>> start EXCERPT PROVIDED

In a scene from the new Netflix comedy “Too Much,” Jessica (Megan Stalter), a frustrated line producer, vents to her colleagues about her resentments. A co-worker snips: “You’re realizing that middling white women feel terrible wherever they go.” Well, with frenemies like this …
Created by Lena Dunham and her husband, Luis Felber, a British musician, “Too Much” follows our heroine Jessica as she flees New York after a catastrophic breakup. She moves to London for the romance of it all — the Jane Austen, the Bridget Jones, the BritBox. The distance from her grandmother (Rhea Perlman), mother (Rita Wilson) and sister (Dunham) is a perk, too, though oceans and time zones are no match for matriarchs who want to impart wisdom on vaginal health.

>> end EXCERPT PROVIDED

#### EXERCISE SET:
[1] Translate this sentence from the review of "Too Much" into Spanish: "She moves to London for the romance of it all — the Jane Austen, the Bridget Jones, the BritBox."
[2] Pick up the review of the Netflix comedy "Too Much" after its last sentence and write what comes next.
The records are separate from the review of the show "Too Much."

>> start INFORMATION PROVIDED

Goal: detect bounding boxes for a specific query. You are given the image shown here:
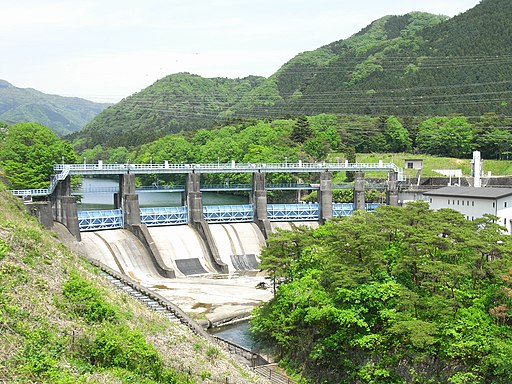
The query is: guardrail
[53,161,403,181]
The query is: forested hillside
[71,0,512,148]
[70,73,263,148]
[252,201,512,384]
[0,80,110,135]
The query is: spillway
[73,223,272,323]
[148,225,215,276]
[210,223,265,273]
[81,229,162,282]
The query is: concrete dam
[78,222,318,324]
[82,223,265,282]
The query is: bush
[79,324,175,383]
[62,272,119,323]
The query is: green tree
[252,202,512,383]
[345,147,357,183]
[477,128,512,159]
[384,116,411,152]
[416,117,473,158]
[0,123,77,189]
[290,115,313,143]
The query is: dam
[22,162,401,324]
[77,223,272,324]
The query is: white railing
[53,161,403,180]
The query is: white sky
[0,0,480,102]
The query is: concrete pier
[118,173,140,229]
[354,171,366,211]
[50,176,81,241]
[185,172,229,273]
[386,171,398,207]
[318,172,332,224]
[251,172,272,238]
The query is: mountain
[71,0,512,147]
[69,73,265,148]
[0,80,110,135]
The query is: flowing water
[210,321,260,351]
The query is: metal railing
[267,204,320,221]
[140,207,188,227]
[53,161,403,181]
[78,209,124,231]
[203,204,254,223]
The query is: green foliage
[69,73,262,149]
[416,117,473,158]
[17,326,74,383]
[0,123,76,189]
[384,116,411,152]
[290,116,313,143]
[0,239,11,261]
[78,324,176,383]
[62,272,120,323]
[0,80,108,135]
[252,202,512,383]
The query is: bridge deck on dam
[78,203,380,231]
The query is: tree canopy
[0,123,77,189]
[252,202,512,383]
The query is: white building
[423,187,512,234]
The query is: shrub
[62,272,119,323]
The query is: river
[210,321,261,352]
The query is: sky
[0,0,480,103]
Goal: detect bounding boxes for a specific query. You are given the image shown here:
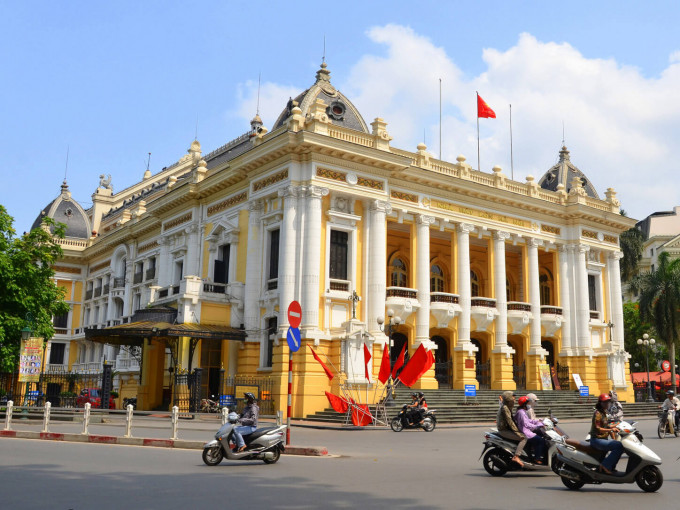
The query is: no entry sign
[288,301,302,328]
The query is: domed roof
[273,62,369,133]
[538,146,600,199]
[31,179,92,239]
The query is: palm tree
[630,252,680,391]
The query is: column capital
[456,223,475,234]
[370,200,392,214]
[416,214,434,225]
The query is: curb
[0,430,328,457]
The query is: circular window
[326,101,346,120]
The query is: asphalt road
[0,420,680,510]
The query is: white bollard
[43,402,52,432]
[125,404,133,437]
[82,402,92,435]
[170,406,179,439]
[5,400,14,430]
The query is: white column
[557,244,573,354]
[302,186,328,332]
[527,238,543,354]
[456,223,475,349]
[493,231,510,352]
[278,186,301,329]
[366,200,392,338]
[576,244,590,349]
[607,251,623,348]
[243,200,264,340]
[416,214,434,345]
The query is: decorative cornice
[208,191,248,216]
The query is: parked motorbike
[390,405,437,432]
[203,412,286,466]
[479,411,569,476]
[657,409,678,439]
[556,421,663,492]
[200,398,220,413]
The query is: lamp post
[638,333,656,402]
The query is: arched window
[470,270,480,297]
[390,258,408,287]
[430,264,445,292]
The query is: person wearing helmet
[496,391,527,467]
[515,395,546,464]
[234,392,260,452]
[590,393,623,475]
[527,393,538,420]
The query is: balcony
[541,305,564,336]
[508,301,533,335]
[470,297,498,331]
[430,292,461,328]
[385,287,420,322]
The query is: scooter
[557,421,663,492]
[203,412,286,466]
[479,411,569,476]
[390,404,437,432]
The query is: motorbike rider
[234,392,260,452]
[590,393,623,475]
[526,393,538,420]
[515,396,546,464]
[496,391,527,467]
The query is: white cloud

>> end INFORMATION PROVIDED
>> start INFORMATION PROVIDED

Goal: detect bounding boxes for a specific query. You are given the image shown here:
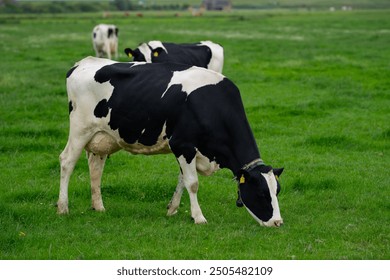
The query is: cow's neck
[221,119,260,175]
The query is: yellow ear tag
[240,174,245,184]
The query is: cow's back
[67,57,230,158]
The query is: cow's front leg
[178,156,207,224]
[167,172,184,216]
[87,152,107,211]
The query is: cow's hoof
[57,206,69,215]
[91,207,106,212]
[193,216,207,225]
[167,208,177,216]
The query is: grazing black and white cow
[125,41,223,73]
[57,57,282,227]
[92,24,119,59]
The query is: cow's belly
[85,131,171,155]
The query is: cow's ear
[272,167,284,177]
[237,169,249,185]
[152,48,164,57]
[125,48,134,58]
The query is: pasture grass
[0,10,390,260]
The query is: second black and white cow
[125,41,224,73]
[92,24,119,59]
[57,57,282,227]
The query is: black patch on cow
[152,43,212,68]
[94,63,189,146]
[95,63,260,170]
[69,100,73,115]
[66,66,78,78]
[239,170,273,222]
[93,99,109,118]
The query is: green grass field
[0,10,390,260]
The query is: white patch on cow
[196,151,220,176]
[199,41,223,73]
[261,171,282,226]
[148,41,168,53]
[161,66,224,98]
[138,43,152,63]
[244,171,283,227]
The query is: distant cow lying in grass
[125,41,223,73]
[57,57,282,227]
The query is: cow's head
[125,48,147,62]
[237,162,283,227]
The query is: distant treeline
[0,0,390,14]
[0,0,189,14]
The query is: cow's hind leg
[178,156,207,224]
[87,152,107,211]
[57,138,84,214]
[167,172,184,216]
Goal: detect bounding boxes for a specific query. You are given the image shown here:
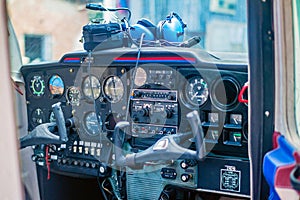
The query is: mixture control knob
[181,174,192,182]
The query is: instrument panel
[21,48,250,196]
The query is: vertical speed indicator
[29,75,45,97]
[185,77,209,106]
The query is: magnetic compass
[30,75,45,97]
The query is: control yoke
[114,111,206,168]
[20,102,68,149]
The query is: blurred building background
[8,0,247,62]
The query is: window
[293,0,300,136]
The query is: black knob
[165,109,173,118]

>> end INFORMATION PROVIDED

#### ANSWERS TO EACH TASK:
[1] Se muda a Londres por todo el romanticismo que eso encierra: lo de Jane Austen, lo de Bridget Jones, lo de BritBox.

[2]
Jessica is a pajama girlie, seen often in granny nighties, frilly tap shorts and teddies. By day, she wears baby-doll dresses and voluminous sailor-neck shifts, big bows in her hair, space buns and a pale blue manicure. She puts her gremlin dog in sweaters and gowns, and she stomps her feet when she’s angry.
She also can’t stop looking at her ex’s new girlfriend’s social media. How can the knitting influencer and lizard rescuer Wendy (Emily Ratajkowski) be so happy with Zev (Michael Zegen), when she, Jessica, was supposed to be celebrating her seventh anniversary with him at this very moment? Jessica scrolls obsessively, and she records her own private video diaries addressed to Wendy, videos that bubble with post-breakup rage and confusion.
But maybe all that insecurity and despair is more of the New York Jessica, because the London Jessica meets a brooding singer-songwriter, Felix (Will Sharpe), on her very first night in town. They hit it off immediately and speed-run the traditional relationship markers: the I-love-yous, the dinner with the boss, the awkward introduction to friends, the strained plus-one-at-the-wedding mishegoss, the disclosure of family baggage.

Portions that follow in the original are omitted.